# Provided passage
Name: Chad Knaus, Crew Chief for No. 48 Lowe's Chevrolet

Hometown: Rockford, Ill.

Birthdate: Aug. 5, 1971

Everyone knows he's won back-to-back NASCAR Sprint Cup Series titles with driver Jimmie Johnson, but here are a few things most people don't know about Chad:

  • Oreos tempt him, and he'll sniff out a sushi restaurant anywhere.
  • He's met his match in Jimmie Johnson.
  • The only way he'd go back to the short track would be in a late model once the crew chief gig starts to wane.

And that's just the beginning.

During a recent interview at Daytona International Speedway, the reigning champion crew chief opened up about his experience atop the pit box, how he got started, his friends off and on the track and going to his hometown - and one of his favorite - tracks, Chicagoland Speedway.

There's no place like home

Heading to his home turf for the first night race at Chicagoland Speedway, Chad's more than a little excited, especially with family expected to be there.

"I really want to win there. My father and stepmother come up, and I usually have some friends come into town for the race. I've got some friends coming in this weekend. My brother's coming, so I really am excited about going there.

"It's one of my favorite race tracks. It's a phenomenal facility and it's obviously not far from where I grew up. It's just outside of Chicago. It's a phenomenal city. It's one of my favorite cities in the world, so it's definitely a place I like to race.

How it all started

He and his driver may dominate the big tracks, but it's the small Midwest tracks that fostered a love of racing for Chad.

# What to work on
A - Using the profile of Chad Knaus, decide whether each statement agrees with it. Answer yes or no for each and quote the words that settle it: (i) Chad Knaus is crew chief for the No. 48 Lowe's Chevrolet. (ii) The interview took place at Chicagoland Speedway. (iii) Chad's mother and stepfather usually come to the Chicagoland race.
B - Pick up the profile of Chad Knaus after its last sentence and keep writing it.

# Data listing
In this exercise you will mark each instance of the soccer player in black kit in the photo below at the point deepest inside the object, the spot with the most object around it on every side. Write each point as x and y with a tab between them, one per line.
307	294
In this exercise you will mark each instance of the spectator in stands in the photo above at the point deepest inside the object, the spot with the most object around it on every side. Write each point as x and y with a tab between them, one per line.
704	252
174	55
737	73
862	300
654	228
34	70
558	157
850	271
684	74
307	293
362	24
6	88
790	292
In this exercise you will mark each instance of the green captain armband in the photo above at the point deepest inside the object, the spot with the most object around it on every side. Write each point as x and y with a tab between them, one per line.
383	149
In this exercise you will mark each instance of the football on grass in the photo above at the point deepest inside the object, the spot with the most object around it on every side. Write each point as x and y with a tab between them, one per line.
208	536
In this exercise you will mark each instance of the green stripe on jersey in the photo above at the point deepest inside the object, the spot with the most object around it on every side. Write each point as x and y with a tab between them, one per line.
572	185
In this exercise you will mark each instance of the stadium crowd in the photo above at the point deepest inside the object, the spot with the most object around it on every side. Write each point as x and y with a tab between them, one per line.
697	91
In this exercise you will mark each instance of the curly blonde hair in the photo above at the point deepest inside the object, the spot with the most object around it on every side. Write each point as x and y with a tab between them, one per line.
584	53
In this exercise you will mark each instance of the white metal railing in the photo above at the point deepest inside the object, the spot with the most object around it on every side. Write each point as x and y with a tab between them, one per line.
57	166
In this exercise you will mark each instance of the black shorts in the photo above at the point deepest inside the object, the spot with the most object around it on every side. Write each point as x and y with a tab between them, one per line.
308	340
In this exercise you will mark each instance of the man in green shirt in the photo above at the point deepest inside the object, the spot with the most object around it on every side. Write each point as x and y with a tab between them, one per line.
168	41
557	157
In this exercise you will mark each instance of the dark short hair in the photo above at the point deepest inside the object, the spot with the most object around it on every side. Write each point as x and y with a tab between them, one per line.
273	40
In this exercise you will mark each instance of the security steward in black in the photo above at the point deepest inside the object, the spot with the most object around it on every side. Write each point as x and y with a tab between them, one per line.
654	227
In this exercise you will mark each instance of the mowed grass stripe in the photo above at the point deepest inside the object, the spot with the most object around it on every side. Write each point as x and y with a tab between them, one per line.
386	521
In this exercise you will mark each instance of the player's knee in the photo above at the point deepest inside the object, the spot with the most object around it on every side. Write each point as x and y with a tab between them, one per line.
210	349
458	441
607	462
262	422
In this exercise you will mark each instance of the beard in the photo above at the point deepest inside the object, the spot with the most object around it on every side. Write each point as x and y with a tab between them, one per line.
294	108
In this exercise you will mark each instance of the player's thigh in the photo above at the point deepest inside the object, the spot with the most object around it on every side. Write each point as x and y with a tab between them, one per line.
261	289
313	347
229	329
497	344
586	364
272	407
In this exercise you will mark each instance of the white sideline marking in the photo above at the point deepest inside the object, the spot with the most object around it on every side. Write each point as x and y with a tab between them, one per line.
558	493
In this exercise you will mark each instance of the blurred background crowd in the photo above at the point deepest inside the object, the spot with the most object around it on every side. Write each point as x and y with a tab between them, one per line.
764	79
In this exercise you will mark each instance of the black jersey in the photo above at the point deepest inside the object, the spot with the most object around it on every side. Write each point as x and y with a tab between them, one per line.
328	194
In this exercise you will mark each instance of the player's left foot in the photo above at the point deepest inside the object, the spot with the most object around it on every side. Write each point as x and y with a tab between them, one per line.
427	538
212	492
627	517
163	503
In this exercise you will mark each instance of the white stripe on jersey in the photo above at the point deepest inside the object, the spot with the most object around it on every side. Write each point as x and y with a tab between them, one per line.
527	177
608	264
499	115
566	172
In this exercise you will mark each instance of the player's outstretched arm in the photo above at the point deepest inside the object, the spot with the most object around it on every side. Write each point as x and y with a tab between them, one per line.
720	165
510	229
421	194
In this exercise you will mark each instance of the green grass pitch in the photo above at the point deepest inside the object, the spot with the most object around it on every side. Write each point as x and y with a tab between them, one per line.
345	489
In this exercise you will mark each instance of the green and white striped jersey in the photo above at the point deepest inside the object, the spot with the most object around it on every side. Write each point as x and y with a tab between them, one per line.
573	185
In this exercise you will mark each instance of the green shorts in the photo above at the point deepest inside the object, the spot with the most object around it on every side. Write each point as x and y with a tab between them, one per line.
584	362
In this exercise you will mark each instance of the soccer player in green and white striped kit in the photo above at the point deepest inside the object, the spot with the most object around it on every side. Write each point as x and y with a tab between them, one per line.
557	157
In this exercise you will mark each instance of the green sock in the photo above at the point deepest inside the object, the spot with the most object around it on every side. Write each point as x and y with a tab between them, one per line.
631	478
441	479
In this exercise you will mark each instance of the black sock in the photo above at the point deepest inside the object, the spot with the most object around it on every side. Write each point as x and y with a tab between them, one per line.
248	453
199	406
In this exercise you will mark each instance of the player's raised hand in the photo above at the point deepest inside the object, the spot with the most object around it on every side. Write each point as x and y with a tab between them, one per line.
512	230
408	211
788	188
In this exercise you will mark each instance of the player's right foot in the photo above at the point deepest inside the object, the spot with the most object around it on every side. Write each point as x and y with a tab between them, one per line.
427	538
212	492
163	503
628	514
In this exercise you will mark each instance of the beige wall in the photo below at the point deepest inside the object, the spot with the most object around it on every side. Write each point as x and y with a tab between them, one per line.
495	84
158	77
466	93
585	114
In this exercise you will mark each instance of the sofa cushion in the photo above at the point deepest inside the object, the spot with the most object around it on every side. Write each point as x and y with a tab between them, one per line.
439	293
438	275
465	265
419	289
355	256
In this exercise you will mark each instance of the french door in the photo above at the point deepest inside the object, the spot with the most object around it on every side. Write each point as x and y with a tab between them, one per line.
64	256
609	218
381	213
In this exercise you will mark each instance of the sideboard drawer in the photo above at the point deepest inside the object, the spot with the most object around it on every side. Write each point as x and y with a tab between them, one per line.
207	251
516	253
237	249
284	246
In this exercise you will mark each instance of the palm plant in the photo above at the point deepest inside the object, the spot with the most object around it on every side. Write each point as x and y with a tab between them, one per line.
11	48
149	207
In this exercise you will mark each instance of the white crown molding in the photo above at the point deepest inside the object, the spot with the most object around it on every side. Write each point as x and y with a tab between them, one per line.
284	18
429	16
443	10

# Per-task outputs
A -
(i) Yes: "Crew Chief for No. 48 Lowe's Chevrolet"
(ii) No: "During a recent interview at Daytona International Speedway"
(iii) No: "My father and stepmother come up"

B -
"My father and I were racing throughout Rockford Speedway and Madison, Wis.,... I mean we hit every race track there was throughout the Midwest and the asphalt series.

"(We) had a lot of fun. I was real familiar with the likes of Mark Martin and Rusty Wallace. When I was a child, that's who my dad was racing against. And right after I graduated high school in 1989, I moved to North Carolina in hopes of getting into a racing team, and it didn't work out initially. (In) a round-about way, (I) got back to Rockford and spent another season with my father and won another championship."

During the early 1990s, Chad says he got involved with Stanley Smith Racing out of Birmingham, Ala., and moved there to run in the All-American challenge series. He worked on cars that ran Limited Sportsman, which was a NASCAR racing series at that point in time similar to the ARCA division now. The team also ran Nationwide Series and 15 Sprint Cup races a year.

Is there a team he hasn't worked with?

In 1993, Chad went to work at Hendrick Motorsports to join the No. 24 team with Ray Evernham as crew chief.

"It was a good time, and I was very young at that point in time, obviously, and grew up through the ranks."

He stayed there until 1998, and then went to Dale Earnhardt Inc. for about eight months, where he said "things didn't work out for me."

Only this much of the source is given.